» RAW DATA:
★ ★ ★ ★ ★

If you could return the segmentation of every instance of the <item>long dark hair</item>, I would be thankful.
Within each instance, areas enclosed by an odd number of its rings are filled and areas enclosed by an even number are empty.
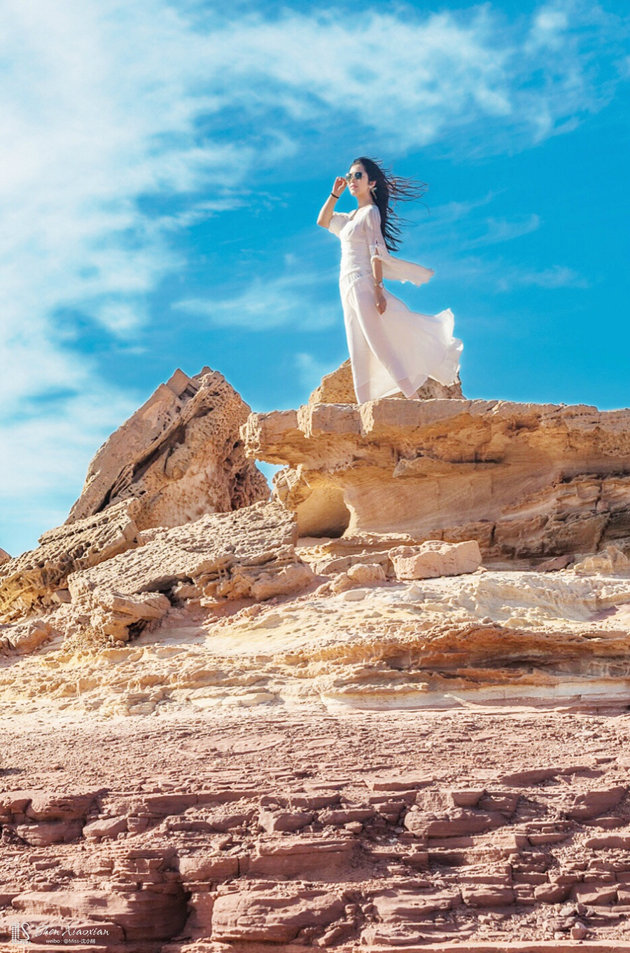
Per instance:
[[[352,165],[356,166],[359,163],[367,172],[368,180],[376,182],[372,196],[374,204],[381,213],[383,237],[389,251],[396,252],[401,243],[402,225],[404,219],[400,217],[394,205],[398,202],[411,202],[422,198],[428,186],[425,182],[393,175],[391,170],[384,169],[378,159],[370,159],[366,155],[360,155]]]

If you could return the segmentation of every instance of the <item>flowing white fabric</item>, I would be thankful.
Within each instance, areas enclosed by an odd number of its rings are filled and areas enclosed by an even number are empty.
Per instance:
[[[342,243],[339,288],[359,403],[398,391],[412,397],[427,377],[454,383],[463,345],[453,337],[450,308],[435,315],[420,314],[386,290],[384,314],[374,302],[374,258],[383,262],[385,278],[422,285],[433,272],[389,253],[376,205],[350,213],[335,212],[328,229]]]

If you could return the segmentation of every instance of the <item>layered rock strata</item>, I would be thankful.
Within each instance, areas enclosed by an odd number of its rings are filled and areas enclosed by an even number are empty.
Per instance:
[[[630,546],[630,411],[499,400],[313,404],[252,415],[250,456],[303,536],[477,539],[486,558]]]
[[[206,367],[176,371],[98,451],[67,522],[137,498],[140,529],[179,526],[268,498],[239,437],[249,407]]]
[[[393,395],[394,397],[406,399],[400,391]],[[426,382],[418,389],[418,398],[420,400],[432,400],[436,397],[449,398],[462,397],[462,381],[459,376],[454,384],[446,387],[437,380],[428,377]],[[325,374],[322,377],[319,387],[316,387],[308,398],[309,404],[353,404],[357,397],[354,393],[352,383],[352,367],[350,361],[346,360],[331,374]]]
[[[69,599],[68,577],[137,546],[137,500],[113,504],[104,513],[49,530],[37,549],[0,565],[0,622],[56,608]]]
[[[56,782],[40,769],[29,786],[34,767],[26,789],[3,782],[3,939],[26,922],[49,937],[71,924],[99,953],[555,953],[573,939],[627,953],[627,721],[309,710],[89,739],[85,723],[36,739],[16,725],[21,760],[61,760]]]

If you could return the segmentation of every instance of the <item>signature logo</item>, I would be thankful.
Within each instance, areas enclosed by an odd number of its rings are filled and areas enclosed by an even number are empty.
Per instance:
[[[97,937],[109,937],[108,926],[86,926],[69,924],[68,926],[52,926],[49,923],[30,923],[14,922],[10,923],[10,943],[14,946],[27,946],[32,940],[45,937],[47,943],[96,943]],[[99,943],[102,942],[99,940]]]

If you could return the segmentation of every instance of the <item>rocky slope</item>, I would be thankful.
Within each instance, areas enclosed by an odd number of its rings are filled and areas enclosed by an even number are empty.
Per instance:
[[[178,373],[0,564],[0,948],[630,951],[630,412],[345,374]]]

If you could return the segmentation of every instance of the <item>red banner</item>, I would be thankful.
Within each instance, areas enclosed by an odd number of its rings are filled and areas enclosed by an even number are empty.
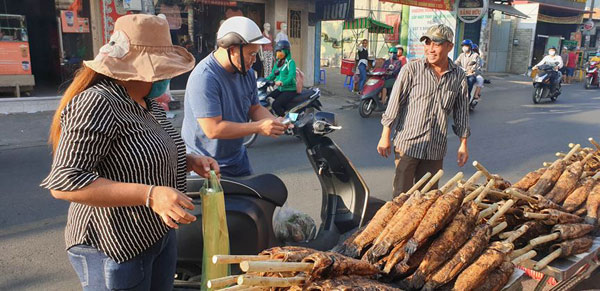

★ ★ ★ ★ ★

» INSTRUCTIONS TO FOLLOW: In the part of the data that opens with the line containing "logo</item>, I would be thankful." and runs through the end of the data, swap "enclosed" for "bounded" and change nothing else. Return only that part, and leave the pictures out.

» OUTPUT OF THE EXERCISE:
If you could return the segmentation of every instance of the <item>signature logo</item>, I would be thankful.
Within each instance, areas bounded by an odd number of its rings are filled and areas bounded by an even number are empty.
Per instance:
[[[97,937],[109,937],[108,926],[86,926],[69,924],[68,926],[52,926],[49,923],[30,923],[14,922],[10,923],[10,943],[14,946],[27,946],[32,940],[45,937],[47,943],[96,943]],[[99,943],[102,942],[99,940]]]

If you could return the segmentation of every instance of the <item>rocky slope</item>, I would be thankful.
Within each instance, areas bounded by an odd number of its rings are filled and areas bounded by an even number are empty.
Per instance:
[[[178,373],[0,564],[0,948],[630,951],[630,412],[345,374]]]

If you could return the segmentation of every instance of the <item>red banner</item>, I would be thankful.
Within each instance, areas bounded by an odd number of its rings are filled and areas bounded by an even number are empty.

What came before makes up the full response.